— Exercises —
• 1. What retail price does the fermenter review give for the Onederbrew plastic conical fermenter?
• 2. Rewrite the fermenter review from "Here is how" up to and including "or kegs etc.", changing "pressure relief port" to "pressure release valve".

— Quoted text —
-- BEGIN --

# Onederbrew: Affordable Plastic Conical Fermenter?



## Malted (31/8/12)

OnederBrew. Affordable plastic conical fermenter???

*Caveat*_: I have no commercial interests in this product. I am just a backyard brewer that thought it looked worth a try.
_*
Summary *(_for the *TLDR *crowd_):
Question: Is this a good product? Is it value for money? Should I get one?
Answer: Not too bad all things considered. Expect some compromises, if you can, make up your own mind if it might suit you.

So a stainless conical fermenter will cost you upwards of $800. The Onederbrew plastic conical fermenter retails for *$200 USD*, plus postage to Australia. Those who have bought large items from the states will know that postage is not cheap. To be honest I did not pay retail (don't count on getting the same deal I did) and I got two unassembled units sent in the regular single packaging so postage per unit was half (postage alone was $99 USD for the two units). 

Enough text. Let's see some pictures!




It was quite a large box that they came in and delivery time was quite quick. I found the Onederbrew team to be very good with communications. 



Here are all the bits and pieces with assembly instructions. You can see the inverted cones and the clamping rings that secure them to the 5 gallon buckets. The legs and other components are in the bags. It is basically a cone that goes onto a bucket that is available in the USA. 




Here is how it looks assembled compared to a VB style of fermenter. You can see the Onederbrew is significantly taller, as you would expect of a conical fermenter. Having said that you can see the total height has been reduced as much as possible.
It has a pressure relief port, racking port and a yeast removal port. The idea is that you can brew with it pressurised to minimise oxygen in the wort. There are supposed to be a number of advantages to brewing beer in a pressurised vessel. 

The makers claim that can brew in it, remove the yeast, condition in it, chill in it and dispense from it all without introducing any oxygen. With the pressure assembly, you use the fermentation to carbonate your beer. One vessel rather than fermenter, secondary vessel, bulk priming vessel, bottles or kegs etc.

-- END --

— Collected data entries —
-- BEGIN --

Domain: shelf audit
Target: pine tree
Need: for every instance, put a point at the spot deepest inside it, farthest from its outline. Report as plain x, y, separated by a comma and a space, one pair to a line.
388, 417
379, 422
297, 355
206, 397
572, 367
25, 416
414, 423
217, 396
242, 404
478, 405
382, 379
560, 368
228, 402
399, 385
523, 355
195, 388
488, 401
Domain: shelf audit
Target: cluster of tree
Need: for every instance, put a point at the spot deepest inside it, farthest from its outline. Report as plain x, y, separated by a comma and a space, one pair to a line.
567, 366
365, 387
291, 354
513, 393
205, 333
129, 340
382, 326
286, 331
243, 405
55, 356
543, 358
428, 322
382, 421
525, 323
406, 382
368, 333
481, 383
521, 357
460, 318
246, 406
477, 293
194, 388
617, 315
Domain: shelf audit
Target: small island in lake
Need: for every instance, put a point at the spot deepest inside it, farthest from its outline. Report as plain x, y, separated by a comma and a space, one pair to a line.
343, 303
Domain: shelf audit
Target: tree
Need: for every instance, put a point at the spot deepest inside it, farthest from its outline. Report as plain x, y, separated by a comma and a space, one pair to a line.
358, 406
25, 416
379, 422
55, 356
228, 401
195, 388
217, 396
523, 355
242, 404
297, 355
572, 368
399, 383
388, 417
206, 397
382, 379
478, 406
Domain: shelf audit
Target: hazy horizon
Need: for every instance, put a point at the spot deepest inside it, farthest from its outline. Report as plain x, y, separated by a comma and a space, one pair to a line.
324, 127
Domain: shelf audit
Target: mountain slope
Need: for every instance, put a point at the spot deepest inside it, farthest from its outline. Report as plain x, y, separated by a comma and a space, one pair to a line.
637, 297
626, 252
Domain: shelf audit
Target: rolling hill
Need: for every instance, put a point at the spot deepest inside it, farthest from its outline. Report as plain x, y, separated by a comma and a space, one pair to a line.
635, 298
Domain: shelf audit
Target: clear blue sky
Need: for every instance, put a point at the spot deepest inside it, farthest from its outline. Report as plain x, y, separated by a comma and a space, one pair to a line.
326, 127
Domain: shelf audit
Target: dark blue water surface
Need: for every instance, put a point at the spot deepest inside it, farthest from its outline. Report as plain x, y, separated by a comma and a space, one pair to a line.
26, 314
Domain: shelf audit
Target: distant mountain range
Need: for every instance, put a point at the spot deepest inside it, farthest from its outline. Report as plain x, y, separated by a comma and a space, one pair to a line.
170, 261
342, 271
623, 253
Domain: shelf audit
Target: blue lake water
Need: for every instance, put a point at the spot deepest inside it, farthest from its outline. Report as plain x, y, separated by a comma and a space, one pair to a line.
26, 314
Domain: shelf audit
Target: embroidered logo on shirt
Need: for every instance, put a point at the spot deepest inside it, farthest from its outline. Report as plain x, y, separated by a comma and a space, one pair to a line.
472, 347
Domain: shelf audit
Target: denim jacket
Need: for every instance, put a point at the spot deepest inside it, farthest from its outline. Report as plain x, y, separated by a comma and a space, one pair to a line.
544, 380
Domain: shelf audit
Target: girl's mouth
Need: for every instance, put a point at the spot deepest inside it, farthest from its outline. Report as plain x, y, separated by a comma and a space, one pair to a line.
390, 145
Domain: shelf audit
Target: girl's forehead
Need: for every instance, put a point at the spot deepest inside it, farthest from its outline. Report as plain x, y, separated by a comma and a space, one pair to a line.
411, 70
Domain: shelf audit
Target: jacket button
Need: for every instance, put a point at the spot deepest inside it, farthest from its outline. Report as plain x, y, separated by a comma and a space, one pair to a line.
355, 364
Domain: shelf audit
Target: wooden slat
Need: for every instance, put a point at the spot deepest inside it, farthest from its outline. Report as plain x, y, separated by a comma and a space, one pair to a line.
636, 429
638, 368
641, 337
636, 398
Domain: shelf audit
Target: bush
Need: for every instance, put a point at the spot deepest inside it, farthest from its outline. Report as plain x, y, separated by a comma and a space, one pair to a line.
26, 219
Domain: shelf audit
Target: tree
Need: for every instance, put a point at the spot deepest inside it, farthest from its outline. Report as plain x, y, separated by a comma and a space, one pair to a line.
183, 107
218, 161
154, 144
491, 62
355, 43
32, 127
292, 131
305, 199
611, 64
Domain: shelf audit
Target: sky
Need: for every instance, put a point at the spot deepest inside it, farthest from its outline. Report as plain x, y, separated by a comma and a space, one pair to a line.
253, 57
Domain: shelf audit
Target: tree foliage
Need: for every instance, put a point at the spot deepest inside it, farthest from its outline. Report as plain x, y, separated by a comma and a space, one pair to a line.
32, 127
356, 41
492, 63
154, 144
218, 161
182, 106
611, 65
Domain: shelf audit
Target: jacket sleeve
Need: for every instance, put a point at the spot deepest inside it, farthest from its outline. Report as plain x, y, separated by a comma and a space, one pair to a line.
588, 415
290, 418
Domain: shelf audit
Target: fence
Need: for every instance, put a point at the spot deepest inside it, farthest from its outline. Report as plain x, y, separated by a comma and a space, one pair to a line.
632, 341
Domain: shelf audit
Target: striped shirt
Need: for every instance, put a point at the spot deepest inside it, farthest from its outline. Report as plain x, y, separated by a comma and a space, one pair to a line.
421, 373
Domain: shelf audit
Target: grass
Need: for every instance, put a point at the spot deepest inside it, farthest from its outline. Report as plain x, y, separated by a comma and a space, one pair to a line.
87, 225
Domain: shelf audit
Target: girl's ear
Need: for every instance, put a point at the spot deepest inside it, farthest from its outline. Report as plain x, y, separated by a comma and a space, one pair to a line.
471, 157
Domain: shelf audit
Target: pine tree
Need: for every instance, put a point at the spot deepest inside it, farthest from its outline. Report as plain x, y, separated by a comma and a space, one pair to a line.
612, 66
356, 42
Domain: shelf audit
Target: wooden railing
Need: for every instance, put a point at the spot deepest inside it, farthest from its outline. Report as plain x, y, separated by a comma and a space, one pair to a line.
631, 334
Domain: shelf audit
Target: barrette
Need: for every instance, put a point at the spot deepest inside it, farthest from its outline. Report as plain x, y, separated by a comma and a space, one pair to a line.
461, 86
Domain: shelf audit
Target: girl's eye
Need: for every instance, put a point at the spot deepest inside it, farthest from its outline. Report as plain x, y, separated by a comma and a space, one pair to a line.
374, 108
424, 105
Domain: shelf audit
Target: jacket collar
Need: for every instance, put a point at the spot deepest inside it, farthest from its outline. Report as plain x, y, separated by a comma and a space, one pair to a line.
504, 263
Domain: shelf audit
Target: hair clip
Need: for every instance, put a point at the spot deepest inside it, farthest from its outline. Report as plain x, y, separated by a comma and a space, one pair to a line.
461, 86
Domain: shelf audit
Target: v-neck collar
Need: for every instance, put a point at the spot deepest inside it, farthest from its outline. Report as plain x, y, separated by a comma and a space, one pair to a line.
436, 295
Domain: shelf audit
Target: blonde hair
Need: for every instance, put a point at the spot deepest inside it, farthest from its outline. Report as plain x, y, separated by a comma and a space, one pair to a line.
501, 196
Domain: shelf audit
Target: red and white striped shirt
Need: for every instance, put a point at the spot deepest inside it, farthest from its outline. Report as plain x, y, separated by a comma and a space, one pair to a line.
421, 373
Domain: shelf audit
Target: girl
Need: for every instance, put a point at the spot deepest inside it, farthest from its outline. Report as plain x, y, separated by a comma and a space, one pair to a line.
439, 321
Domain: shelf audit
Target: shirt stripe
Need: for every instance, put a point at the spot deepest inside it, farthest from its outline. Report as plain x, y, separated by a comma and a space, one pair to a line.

-- END --

— List of solutions —
• 1. $200 USD, plus postage to Australia.

• 2.
Here is how it looks assembled compared to a VB style of fermenter. You can see the Onederbrew is significantly taller, as you would expect of a conical fermenter. Having said that you can see the total height has been reduced as much as possible.
It has a pressure release valve, racking port and a yeast removal port. The idea is that you can brew with it pressurised to minimise oxygen in the wort. There are supposed to be a number of advantages to brewing beer in a pressurised vessel. 

The makers claim that can brew in it, remove the yeast, condition in it, chill in it and dispense from it all without introducing any oxygen. With the pressure assembly, you use the fermentation to carbonate your beer. One vessel rather than fermenter, secondary vessel, bulk priming vessel, bottles or kegs etc.